| SET EXERCISE |
Find every line in the records that contains the string "white", matching case, and copy each one.

+--

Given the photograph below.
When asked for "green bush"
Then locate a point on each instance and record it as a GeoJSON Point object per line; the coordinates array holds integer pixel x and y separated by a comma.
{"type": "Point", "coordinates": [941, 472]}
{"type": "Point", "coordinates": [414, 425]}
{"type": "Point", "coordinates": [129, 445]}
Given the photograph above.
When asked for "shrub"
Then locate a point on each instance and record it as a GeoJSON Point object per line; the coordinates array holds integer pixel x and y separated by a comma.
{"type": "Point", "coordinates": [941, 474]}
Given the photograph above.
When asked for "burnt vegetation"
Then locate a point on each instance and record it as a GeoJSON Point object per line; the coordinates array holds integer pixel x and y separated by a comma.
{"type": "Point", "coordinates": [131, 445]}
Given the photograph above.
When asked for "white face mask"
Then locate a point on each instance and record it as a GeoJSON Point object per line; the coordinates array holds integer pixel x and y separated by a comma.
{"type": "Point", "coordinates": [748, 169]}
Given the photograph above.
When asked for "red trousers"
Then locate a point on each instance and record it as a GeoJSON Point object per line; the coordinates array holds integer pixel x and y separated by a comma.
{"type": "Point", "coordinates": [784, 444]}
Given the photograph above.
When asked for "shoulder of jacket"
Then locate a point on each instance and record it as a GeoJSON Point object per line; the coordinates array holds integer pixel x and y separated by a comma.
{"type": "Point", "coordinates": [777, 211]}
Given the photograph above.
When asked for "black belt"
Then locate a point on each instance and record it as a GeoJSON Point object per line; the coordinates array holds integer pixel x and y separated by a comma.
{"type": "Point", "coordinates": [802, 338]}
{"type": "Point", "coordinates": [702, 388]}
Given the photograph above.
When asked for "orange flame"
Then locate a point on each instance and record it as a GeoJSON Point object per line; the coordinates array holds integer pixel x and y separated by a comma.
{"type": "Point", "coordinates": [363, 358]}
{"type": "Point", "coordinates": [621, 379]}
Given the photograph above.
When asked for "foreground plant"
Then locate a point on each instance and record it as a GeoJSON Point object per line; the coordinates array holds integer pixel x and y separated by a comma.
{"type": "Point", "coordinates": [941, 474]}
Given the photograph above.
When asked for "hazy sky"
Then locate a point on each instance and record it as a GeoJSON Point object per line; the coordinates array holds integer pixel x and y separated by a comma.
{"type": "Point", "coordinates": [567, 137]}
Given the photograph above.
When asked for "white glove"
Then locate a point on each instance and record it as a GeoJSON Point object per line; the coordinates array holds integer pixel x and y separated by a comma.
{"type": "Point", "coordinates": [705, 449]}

+--

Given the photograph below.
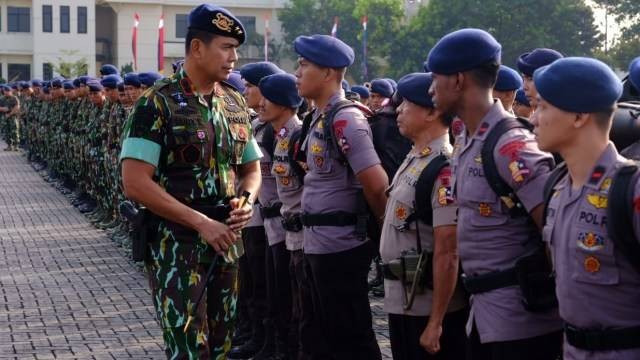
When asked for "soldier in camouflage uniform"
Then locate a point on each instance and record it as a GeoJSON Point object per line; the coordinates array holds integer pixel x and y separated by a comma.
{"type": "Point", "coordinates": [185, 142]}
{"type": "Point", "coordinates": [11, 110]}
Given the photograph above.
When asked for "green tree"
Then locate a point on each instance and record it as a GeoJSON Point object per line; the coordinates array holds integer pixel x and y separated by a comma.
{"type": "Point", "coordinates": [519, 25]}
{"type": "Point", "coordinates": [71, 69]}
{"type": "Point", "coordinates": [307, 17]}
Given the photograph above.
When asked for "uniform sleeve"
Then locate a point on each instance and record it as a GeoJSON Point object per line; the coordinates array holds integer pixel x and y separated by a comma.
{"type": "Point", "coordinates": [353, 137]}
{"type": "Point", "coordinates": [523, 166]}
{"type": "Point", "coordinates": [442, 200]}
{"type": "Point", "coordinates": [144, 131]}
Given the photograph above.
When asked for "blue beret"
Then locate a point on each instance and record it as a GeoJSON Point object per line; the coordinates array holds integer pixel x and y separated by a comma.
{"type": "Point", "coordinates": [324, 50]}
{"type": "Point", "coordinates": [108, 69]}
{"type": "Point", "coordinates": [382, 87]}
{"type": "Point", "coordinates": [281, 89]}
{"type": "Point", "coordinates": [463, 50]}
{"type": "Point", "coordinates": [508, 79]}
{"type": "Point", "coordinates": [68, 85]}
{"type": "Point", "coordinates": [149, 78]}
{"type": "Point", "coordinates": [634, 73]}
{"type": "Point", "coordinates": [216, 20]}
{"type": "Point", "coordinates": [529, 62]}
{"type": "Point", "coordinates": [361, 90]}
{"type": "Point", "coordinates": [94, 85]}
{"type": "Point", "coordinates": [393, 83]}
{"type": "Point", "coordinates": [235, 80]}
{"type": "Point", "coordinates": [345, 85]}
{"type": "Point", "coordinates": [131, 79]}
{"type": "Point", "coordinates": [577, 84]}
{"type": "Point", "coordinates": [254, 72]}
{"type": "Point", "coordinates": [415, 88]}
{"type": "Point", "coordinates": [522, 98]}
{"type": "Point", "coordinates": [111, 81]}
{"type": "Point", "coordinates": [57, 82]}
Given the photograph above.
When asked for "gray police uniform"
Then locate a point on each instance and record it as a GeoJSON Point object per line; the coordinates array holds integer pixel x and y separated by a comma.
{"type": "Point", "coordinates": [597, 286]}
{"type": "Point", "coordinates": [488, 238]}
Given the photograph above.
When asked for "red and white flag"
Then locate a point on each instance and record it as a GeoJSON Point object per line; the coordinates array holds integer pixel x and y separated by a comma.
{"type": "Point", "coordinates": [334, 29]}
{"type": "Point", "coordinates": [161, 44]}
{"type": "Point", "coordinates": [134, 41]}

+--

| TASK RESPONSE |
When asked for "white face mask"
When asked for "white glove"
When asked for "red and white flag"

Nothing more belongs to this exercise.